◆ Written task ◆
Give the lines of the records below as a numbered list, leaving out blank lines and omitting the pictures.

>> begin Data entries

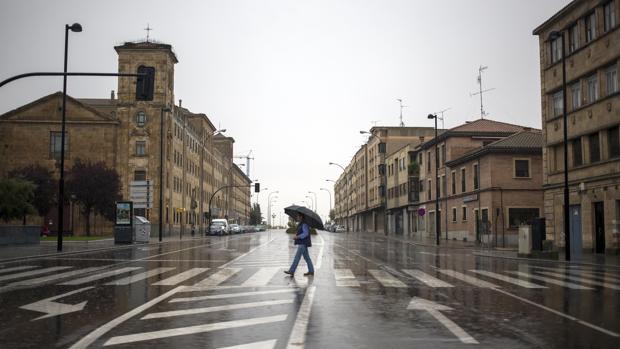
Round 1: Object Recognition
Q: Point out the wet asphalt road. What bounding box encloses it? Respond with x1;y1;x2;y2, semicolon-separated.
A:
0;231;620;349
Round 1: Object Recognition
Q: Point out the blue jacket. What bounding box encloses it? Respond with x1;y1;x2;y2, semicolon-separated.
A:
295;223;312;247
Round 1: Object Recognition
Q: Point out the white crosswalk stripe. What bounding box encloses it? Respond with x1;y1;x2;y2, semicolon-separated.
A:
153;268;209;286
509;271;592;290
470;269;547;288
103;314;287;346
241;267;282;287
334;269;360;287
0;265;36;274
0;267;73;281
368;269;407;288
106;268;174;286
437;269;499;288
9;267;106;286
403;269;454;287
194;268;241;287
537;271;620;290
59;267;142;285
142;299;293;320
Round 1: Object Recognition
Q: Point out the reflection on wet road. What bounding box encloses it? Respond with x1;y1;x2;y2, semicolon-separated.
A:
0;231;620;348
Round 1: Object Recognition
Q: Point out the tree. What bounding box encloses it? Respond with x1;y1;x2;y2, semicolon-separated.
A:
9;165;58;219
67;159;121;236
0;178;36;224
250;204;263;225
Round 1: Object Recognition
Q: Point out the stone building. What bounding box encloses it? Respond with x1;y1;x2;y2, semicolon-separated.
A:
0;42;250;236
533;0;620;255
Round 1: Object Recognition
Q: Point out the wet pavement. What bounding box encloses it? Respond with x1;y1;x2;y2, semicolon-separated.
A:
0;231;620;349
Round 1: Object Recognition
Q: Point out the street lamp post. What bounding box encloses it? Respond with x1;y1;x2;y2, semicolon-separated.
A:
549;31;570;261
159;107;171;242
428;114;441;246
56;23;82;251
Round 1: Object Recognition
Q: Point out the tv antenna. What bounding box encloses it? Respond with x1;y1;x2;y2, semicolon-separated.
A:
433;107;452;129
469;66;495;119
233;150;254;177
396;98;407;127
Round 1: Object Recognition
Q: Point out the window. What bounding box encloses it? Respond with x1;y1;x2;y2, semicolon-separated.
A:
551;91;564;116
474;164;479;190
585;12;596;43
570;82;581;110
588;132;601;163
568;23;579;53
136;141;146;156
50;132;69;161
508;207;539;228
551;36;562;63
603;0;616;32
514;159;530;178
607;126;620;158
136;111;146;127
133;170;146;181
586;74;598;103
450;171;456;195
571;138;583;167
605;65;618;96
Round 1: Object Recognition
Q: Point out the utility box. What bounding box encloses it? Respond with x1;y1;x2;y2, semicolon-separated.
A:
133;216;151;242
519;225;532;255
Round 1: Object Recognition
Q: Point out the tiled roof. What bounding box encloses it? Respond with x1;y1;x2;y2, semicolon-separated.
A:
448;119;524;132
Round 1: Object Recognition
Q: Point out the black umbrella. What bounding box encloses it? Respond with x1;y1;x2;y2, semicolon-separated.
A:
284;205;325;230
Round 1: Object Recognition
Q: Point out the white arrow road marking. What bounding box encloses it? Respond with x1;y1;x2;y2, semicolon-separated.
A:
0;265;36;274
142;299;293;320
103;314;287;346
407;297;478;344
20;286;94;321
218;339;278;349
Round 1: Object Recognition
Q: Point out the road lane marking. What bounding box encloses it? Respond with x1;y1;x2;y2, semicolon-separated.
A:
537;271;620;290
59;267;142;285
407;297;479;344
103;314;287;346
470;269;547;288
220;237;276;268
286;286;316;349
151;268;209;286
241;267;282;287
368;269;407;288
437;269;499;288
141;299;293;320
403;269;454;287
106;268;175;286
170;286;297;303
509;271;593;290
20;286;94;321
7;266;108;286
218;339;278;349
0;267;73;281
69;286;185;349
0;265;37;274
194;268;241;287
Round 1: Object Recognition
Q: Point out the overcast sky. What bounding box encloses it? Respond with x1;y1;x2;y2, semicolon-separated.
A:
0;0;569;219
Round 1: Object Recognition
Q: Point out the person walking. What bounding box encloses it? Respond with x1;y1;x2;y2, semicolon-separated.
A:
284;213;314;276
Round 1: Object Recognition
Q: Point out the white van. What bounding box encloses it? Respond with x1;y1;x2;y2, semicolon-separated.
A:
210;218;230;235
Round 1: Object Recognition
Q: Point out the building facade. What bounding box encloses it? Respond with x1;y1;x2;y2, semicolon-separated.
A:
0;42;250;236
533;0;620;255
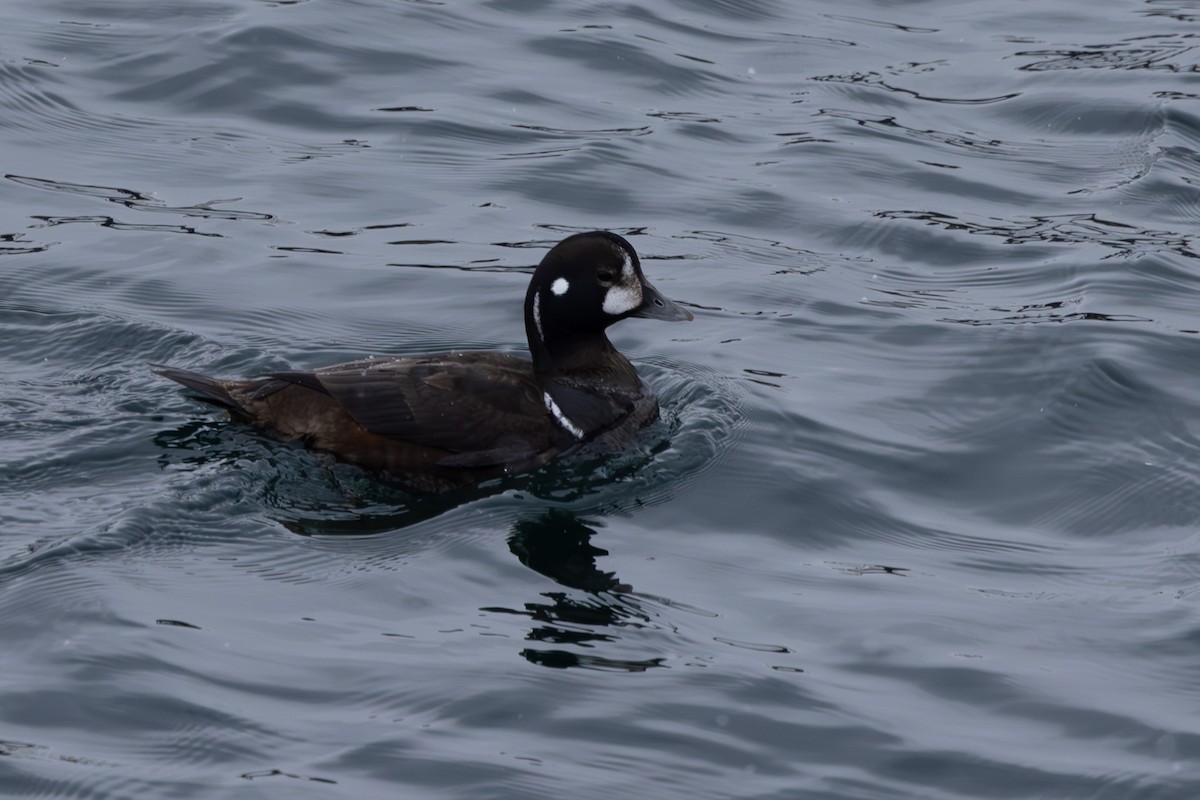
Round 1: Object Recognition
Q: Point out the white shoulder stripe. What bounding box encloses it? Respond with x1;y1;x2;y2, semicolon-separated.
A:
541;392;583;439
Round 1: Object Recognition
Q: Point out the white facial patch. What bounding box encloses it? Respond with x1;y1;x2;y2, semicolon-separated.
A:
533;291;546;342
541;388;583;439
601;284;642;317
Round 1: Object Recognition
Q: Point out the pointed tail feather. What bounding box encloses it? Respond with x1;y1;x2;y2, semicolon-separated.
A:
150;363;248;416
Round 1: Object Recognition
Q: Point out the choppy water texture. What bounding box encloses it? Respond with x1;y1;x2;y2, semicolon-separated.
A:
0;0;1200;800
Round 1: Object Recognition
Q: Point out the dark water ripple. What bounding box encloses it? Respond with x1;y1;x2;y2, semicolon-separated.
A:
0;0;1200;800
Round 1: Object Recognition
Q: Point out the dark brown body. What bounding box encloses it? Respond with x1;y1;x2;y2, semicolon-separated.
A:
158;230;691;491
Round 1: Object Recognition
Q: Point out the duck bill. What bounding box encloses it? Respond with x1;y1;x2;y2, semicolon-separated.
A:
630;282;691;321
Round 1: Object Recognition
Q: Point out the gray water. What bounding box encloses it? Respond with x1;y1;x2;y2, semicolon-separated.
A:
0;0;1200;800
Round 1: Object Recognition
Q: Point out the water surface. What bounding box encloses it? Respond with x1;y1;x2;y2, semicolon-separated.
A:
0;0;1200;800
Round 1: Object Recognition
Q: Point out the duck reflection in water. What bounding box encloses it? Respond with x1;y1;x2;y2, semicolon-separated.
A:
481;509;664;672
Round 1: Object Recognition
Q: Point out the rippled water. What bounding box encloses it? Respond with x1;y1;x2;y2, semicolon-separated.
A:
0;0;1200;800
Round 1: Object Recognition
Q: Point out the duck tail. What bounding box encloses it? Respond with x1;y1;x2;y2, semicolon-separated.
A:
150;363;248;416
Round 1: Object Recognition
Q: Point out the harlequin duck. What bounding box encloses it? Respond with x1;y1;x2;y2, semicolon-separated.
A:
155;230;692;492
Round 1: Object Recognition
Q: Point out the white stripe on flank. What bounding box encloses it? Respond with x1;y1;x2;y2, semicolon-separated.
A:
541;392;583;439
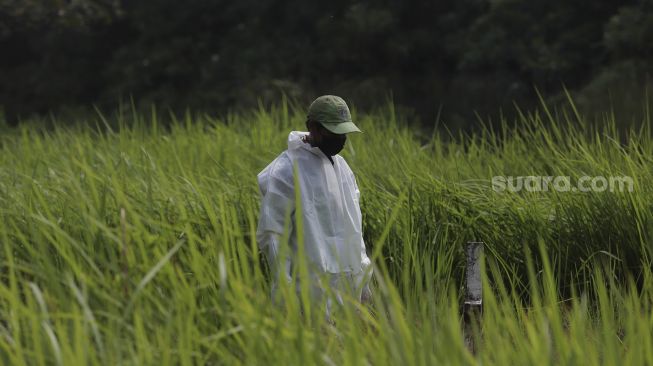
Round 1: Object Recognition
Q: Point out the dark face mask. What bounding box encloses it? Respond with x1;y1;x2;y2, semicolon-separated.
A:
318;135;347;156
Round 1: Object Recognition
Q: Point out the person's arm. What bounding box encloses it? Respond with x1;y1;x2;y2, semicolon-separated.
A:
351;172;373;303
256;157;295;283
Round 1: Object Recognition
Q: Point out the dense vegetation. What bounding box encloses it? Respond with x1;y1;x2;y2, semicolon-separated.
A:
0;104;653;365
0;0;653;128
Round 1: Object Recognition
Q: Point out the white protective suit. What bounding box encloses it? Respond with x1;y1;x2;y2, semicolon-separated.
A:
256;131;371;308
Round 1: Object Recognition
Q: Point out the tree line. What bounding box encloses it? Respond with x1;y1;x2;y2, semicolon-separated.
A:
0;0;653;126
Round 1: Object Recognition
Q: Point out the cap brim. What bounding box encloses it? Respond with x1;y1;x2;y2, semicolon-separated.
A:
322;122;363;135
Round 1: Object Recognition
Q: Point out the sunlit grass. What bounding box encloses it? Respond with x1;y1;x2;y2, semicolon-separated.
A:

>> end Data entries

◆ Solution below ◆
1. Round 1: Object Recognition
2. Q: Point out the wet asphalt road. What bounding box encloses it? Respond with x1;y1;x2;y2, semicolon-separated.
3. A:
4. 0;231;620;349
5. Round 1: Object Recognition
6. Q: Point out the blue jacket. What bounding box encloses it? Respond with x1;y1;x2;y2, semicolon-separated.
7. A:
8. 295;223;312;247
9. Round 1: Object Recognition
10. Q: Point out the white crosswalk stripe. What bounding box encloses it? Respond with x1;y1;x2;y2, semicolon-separated.
11. A:
12. 153;268;209;286
13. 509;271;592;290
14. 470;269;547;288
15. 103;314;287;346
16. 241;267;282;287
17. 334;269;360;287
18. 0;265;36;274
19. 0;267;73;281
20. 368;269;407;288
21. 106;268;174;286
22. 437;269;499;288
23. 9;267;106;286
24. 403;269;454;287
25. 194;268;241;287
26. 537;271;620;290
27. 59;267;142;285
28. 142;299;293;320
29. Round 1: Object Recognition
30. Q: Point out the reflection on wet road. What bounding box encloses it? Respond with x1;y1;x2;y2, semicolon-separated.
31. A:
32. 0;231;620;348
33. Round 1: Object Recognition
34. Q: Point out the tree. What bounding box encloses it? Respond with x1;y1;x2;y2, semicolon-separated.
35. A:
36. 9;165;58;219
37. 67;159;121;236
38. 0;178;36;224
39. 250;204;263;225
40. Round 1: Object Recognition
41. Q: Point out the stone building. What bounding box encloses it? Respond with x1;y1;x2;y2, semicolon-separated.
42. A:
43. 0;42;250;236
44. 533;0;620;255
45. Round 1: Object Recognition
46. Q: Point out the wet pavement. What bounding box encloses it? Respond with x1;y1;x2;y2, semicolon-separated.
47. A:
48. 0;231;620;349
49. Round 1: Object Recognition
50. Q: Point out the street lamp post. What bounding box encloses it? Respond with x1;y1;x2;y2, semicolon-separated.
51. A:
52. 549;31;570;261
53. 159;107;171;242
54. 428;114;441;246
55. 56;23;82;251
56. Round 1: Object Recognition
57. Q: Point out the tv antenna. What bounding box encloses it? Respond with x1;y1;x2;y2, semicolon-separated.
58. A:
59. 433;107;452;129
60. 469;66;495;119
61. 233;150;254;177
62. 396;98;407;127
63. Round 1: Object Recognition
64. Q: Point out the window. What bounding box encloses it? Respond with x1;y1;x2;y2, semicolon-separated.
65. A:
66. 551;91;564;116
67. 474;164;479;190
68. 585;12;596;43
69. 570;82;581;110
70. 588;132;601;163
71. 568;23;579;53
72. 136;141;146;156
73. 50;132;69;161
74. 508;207;539;228
75. 551;36;562;63
76. 603;0;616;32
77. 514;159;530;178
78. 607;126;620;158
79. 136;111;146;127
80. 133;170;146;181
81. 586;74;598;103
82. 450;171;456;195
83. 571;138;583;167
84. 605;65;618;96
85. Round 1: Object Recognition
86. Q: Point out the utility box. What bounding box encloses it? Respond with x1;y1;x2;y2, semicolon-separated.
87. A:
88. 133;216;151;242
89. 519;225;532;255
90. Round 1: Object Recognition
91. Q: Point out the tiled roof. What bounding box encloses it? Respond with x1;y1;x2;y2, semicolon-separated.
92. A:
93. 448;119;524;132
94. Round 1: Object Recognition
95. Q: Point out the black umbrella. What bounding box encloses it? Respond with x1;y1;x2;y2, semicolon-separated.
96. A:
97. 284;205;325;230
98. Round 1: Object Recognition
99. Q: Point out the white arrow road marking. What bounding box encloses it? Respond with x1;y1;x2;y2, semicolon-separated.
100. A:
101. 0;265;36;274
102. 142;299;293;320
103. 103;314;287;346
104. 407;297;478;344
105. 20;286;94;321
106. 218;339;278;349
107. Round 1: Object Recognition
108. Q: Point out the road lane marking. What bounding box encloses it? Respond with x1;y1;x2;y2, semicolon-separated.
109. A:
110. 537;271;620;290
111. 59;267;142;285
112. 407;297;479;344
113. 103;314;287;346
114. 470;269;547;288
115. 220;237;276;268
116. 286;286;316;349
117. 151;268;209;286
118. 241;267;282;287
119. 368;269;407;288
120. 437;269;499;288
121. 141;299;293;320
122. 403;269;454;287
123. 106;268;175;286
124. 170;286;297;303
125. 509;271;593;290
126. 20;286;94;321
127. 7;266;108;286
128. 218;339;278;349
129. 0;267;73;281
130. 69;286;185;349
131. 0;265;37;274
132. 194;268;241;287
133. Round 1: Object Recognition
134. Q: Point out the overcast sky. What bounding box encloses it? Respond with x1;y1;x2;y2, semicolon-separated.
135. A:
136. 0;0;569;219
137. Round 1: Object Recognition
138. Q: Point out the person walking. What bounding box encloses it? Respond with x1;y1;x2;y2, semicolon-separated.
139. A:
140. 284;213;314;276
141. Round 1: Object Recognition
142. Q: Point out the white van. What bounding box encloses it? Respond with x1;y1;x2;y2, semicolon-separated.
143. A:
144. 210;218;230;235
145. Round 1: Object Recognition
146. Q: Point out the building facade. What bounding box encloses it? Respond with x1;y1;x2;y2, semicolon-separated.
147. A:
148. 0;42;250;236
149. 533;0;620;255
150. Round 1: Object Recognition
151. Q: Point out the white shoulder stripe. What bounding box encloses it? Respond with x1;y1;x2;y2, semicolon-separated.
152. A:
153. 541;392;583;439
154. Round 1: Object Recognition
155. Q: Point out the white facial patch. What bounding box encloses it? Respond with x1;y1;x2;y2, semicolon-separated.
156. A:
157. 533;291;546;342
158. 541;388;583;439
159. 601;284;642;317
160. Round 1: Object Recognition
161. Q: Point out the pointed tail feather. What bounding box encloses it? Respond with x1;y1;x2;y2, semicolon-separated.
162. A:
163. 150;363;248;416
164. Round 1: Object Recognition
165. Q: Point out the choppy water texture. What bounding box encloses it? Respond with x1;y1;x2;y2, semicolon-separated.
166. A:
167. 0;0;1200;800
168. Round 1: Object Recognition
169. Q: Point out the dark water ripple. What bounding box encloses it? Respond with x1;y1;x2;y2, semicolon-separated.
170. A:
171. 0;0;1200;800
172. Round 1: Object Recognition
173. Q: Point out the dark brown body. What bounding box encloses it? Respond with x1;y1;x2;y2, semicolon-separated.
174. A:
175. 158;230;691;491
176. Round 1: Object Recognition
177. Q: Point out the duck bill. What bounding box encloses it? Respond with x1;y1;x2;y2, semicolon-separated.
178. A:
179. 630;282;691;321
180. Round 1: Object Recognition
181. Q: Point out the gray water. What bounding box encloses it? Respond with x1;y1;x2;y2, semicolon-separated.
182. A:
183. 0;0;1200;800
184. Round 1: Object Recognition
185. Q: Point out the water surface. What bounding box encloses it? Respond with x1;y1;x2;y2, semicolon-separated.
186. A:
187. 0;0;1200;800
188. Round 1: Object Recognition
189. Q: Point out the duck reflection in water. What bounding box encloses it? Respond with x1;y1;x2;y2, semicolon-separated.
190. A:
191. 481;509;664;672
192. Round 1: Object Recognition
193. Q: Point out the rippled water. What bounding box encloses it? Respond with x1;y1;x2;y2, semicolon-separated.
194. A:
195. 0;0;1200;800
196. Round 1: Object Recognition
197. Q: Point out the duck tail. What bounding box encloses it? Respond with x1;y1;x2;y2, semicolon-separated.
198. A:
199. 150;363;248;416
200. Round 1: Object Recognition
201. Q: Point out the harlequin duck. What bounding box encloses it? Respond with x1;y1;x2;y2, semicolon-separated.
202. A:
203. 155;230;692;492
204. Round 1: Object Recognition
205. Q: Point out the white stripe on flank. What bounding box encloses it? Respond with x1;y1;x2;y2, semicolon-separated.
206. A:
207. 541;392;583;439
208. Round 1: Object Recognition
209. Q: Point out the dark face mask. What bounding box encloses it? Respond with x1;y1;x2;y2, semicolon-separated.
210. A:
211. 318;135;347;156
212. Round 1: Object Recognition
213. Q: Point out the person's arm. What bounding box encloses it? Respond with x1;y1;x2;y2, semicolon-separated.
214. A:
215. 351;172;373;303
216. 256;157;295;283
217. Round 1: Object Recognition
218. Q: Point out the dense vegetation. What bounding box encloses it? Respond with x1;y1;x2;y2, semicolon-separated.
219. A:
220. 0;104;653;365
221. 0;0;653;128
222. Round 1: Object Recognition
223. Q: Point out the white protective suit. What bounding box encloses it? Respond with x1;y1;x2;y2, semicolon-separated.
224. A:
225. 256;131;371;308
226. Round 1: Object Recognition
227. Q: Point out the tree line. What bounding box encloses it? Respond with x1;y1;x2;y2, semicolon-separated.
228. A:
229. 0;0;653;126
230. Round 1: Object Recognition
231. Q: Point out the cap brim. What bounding box encloses it? Respond with x1;y1;x2;y2, semicolon-separated.
232. A:
233. 322;122;363;135
234. Round 1: Object Recognition
235. Q: Point out the sunlit grass. What bounding box encloses it? Respond with x1;y1;x2;y2, semicolon-separated.
236. A:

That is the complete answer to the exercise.